EXCERPTED DATA
■ ■ ■

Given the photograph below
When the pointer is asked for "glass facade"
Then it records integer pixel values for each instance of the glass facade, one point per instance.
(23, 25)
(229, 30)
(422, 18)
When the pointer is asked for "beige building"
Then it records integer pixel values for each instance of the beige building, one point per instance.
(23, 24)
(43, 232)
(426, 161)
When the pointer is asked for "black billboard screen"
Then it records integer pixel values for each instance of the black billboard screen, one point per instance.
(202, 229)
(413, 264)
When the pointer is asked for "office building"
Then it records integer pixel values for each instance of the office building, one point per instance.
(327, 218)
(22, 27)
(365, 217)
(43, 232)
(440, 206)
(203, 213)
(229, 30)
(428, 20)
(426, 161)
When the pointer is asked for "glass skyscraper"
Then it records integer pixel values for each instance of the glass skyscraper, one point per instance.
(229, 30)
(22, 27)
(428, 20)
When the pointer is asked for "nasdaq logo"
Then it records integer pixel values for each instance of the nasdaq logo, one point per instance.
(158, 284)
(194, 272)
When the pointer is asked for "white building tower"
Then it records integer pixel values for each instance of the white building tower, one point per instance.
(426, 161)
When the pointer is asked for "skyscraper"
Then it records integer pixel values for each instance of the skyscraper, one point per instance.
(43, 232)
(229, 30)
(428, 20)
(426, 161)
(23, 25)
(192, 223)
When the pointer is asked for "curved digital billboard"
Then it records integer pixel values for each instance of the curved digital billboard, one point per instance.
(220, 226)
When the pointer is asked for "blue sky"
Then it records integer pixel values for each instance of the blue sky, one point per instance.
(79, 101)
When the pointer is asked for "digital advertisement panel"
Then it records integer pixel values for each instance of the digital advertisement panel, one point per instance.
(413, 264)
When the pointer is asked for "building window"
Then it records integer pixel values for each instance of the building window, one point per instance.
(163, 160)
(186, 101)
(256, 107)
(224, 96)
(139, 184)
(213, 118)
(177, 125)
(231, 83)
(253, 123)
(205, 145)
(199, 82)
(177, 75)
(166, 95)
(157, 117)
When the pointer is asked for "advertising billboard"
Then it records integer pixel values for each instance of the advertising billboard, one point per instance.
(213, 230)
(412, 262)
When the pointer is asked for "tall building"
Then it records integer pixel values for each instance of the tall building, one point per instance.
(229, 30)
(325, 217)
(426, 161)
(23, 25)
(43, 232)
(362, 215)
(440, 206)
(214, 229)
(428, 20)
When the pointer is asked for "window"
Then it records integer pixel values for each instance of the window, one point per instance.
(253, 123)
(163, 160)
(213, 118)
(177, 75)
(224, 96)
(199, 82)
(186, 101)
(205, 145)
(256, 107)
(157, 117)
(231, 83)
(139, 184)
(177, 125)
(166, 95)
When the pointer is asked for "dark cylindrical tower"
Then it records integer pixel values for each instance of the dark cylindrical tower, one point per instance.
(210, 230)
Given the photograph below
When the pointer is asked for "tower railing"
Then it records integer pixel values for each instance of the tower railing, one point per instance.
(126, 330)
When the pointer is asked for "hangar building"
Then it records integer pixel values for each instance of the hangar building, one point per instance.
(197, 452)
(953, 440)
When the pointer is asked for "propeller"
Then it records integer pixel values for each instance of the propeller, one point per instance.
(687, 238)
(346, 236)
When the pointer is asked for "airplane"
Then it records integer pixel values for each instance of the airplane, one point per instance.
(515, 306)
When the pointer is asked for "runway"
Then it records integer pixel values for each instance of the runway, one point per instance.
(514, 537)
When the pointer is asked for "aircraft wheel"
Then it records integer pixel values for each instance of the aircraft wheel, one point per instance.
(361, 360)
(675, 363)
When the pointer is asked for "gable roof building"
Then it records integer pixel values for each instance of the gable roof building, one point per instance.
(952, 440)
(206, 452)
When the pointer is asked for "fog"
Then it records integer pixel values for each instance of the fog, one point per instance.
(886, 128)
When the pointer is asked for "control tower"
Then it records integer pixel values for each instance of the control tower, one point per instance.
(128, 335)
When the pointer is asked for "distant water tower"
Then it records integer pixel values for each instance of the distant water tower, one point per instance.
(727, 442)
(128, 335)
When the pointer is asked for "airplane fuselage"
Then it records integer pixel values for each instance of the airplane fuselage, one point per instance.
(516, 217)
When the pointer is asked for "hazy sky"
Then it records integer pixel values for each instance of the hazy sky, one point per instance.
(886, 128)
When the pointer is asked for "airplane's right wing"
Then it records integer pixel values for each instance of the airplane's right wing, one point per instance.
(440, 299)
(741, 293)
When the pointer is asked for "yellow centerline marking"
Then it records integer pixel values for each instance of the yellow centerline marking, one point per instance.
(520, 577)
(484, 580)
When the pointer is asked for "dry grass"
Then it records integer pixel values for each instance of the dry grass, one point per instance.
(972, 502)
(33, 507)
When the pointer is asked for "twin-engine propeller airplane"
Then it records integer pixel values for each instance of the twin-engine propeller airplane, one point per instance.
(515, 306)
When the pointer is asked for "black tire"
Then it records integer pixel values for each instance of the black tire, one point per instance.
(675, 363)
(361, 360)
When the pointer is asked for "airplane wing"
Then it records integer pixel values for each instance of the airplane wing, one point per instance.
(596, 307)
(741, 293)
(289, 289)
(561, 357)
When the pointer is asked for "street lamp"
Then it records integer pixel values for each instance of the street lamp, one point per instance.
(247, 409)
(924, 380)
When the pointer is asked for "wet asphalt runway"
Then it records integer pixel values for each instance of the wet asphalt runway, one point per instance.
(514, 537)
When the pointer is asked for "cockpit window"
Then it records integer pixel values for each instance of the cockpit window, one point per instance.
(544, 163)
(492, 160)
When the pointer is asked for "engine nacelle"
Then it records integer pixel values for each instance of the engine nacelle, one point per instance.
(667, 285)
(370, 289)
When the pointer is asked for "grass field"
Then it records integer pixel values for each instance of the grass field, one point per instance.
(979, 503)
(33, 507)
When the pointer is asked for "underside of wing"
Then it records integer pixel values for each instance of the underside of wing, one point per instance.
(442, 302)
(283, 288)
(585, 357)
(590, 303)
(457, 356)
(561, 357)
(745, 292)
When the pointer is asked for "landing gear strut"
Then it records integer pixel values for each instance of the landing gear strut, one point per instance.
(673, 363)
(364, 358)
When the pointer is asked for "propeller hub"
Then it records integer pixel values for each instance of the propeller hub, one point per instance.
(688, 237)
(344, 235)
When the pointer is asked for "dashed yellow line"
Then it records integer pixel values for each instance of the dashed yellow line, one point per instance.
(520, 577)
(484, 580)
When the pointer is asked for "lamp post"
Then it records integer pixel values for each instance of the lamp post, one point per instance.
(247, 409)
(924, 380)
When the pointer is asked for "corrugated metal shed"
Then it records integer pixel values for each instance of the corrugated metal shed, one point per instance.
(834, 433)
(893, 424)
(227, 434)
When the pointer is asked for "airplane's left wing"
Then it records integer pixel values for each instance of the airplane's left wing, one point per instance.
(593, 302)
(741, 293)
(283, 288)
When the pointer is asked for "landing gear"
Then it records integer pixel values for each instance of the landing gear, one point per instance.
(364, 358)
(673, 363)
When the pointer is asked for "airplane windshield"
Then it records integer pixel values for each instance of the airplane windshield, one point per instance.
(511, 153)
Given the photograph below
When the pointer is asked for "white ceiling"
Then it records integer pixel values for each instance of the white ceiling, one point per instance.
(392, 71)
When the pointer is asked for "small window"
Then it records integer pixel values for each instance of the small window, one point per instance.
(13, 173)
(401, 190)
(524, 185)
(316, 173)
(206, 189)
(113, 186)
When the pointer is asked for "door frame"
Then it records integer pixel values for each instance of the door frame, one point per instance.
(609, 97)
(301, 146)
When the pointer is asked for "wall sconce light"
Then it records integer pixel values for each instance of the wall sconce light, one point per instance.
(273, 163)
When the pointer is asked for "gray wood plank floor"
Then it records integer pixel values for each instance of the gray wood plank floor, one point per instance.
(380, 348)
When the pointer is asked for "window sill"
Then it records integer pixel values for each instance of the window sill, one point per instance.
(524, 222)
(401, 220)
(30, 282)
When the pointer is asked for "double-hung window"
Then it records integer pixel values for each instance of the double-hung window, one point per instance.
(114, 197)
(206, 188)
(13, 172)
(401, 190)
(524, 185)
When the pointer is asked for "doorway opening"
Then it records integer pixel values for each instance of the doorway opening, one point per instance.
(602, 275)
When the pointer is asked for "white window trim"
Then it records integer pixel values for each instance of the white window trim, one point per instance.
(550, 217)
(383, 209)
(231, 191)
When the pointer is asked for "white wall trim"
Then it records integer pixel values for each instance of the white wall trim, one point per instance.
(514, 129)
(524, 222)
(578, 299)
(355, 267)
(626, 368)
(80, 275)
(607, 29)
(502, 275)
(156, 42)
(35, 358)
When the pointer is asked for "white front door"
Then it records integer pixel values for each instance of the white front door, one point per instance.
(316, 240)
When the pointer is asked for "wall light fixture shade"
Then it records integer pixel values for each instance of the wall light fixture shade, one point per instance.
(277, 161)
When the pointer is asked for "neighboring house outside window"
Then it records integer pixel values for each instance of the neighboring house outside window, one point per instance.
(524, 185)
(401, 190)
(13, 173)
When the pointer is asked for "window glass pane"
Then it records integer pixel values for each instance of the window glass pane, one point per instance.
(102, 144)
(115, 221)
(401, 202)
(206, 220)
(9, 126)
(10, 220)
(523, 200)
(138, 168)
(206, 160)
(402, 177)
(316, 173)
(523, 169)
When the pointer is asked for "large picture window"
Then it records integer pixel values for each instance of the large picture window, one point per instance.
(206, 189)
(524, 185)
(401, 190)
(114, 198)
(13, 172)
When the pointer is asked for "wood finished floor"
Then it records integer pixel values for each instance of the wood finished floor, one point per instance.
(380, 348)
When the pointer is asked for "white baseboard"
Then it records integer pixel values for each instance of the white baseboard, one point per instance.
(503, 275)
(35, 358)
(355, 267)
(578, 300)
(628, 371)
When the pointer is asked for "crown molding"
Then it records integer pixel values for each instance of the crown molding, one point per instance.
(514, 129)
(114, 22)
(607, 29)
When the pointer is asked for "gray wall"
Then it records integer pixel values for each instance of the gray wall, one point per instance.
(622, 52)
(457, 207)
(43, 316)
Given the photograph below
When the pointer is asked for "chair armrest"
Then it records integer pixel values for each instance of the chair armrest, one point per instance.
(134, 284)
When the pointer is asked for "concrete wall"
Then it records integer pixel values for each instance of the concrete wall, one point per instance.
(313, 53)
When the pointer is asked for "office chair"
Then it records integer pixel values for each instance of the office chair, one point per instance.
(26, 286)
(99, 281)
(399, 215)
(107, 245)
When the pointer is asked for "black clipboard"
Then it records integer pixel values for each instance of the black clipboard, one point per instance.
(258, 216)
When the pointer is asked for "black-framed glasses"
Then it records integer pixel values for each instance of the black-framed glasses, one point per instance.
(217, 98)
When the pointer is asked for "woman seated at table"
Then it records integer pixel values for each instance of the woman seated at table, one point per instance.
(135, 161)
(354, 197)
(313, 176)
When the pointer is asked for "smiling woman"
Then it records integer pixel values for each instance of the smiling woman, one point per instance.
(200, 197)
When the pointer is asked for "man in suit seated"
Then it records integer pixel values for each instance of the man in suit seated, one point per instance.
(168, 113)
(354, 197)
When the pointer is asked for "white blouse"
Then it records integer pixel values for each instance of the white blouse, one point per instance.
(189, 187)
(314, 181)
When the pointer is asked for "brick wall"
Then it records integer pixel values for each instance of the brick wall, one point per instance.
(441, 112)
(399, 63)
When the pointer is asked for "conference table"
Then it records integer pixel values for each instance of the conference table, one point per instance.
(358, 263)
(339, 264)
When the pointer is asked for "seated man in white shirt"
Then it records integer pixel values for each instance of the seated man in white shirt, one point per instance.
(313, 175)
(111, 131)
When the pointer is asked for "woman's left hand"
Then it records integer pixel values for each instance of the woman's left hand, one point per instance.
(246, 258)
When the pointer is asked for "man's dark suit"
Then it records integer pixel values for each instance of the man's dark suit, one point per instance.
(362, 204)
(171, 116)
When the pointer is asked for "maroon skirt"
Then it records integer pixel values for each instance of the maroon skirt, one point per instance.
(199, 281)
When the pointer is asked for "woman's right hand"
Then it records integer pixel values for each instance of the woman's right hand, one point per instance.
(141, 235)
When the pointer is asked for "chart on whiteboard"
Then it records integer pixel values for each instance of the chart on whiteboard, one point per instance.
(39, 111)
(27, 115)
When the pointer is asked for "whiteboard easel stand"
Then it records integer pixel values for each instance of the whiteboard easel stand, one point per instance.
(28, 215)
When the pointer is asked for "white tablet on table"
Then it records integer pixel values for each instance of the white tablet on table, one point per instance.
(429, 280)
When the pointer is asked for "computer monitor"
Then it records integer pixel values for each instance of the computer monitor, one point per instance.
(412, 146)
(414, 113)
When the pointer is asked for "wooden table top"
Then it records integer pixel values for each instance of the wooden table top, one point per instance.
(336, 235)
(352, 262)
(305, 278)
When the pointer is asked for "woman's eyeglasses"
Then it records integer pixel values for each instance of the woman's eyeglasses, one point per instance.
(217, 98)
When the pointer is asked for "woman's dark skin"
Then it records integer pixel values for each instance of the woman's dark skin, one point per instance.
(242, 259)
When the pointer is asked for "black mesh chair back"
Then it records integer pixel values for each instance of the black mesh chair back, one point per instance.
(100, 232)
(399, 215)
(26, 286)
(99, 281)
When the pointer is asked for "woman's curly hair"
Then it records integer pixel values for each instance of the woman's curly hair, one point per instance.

■ ■ ■

WHAT IS REQUIRED
Copy out the lines above that hold the string "curly".

EXERCISE SOLUTION
When the pointer is asked for "woman's curly hair"
Then it records integer pixel values for each instance of the woman's curly hair, one point per instance.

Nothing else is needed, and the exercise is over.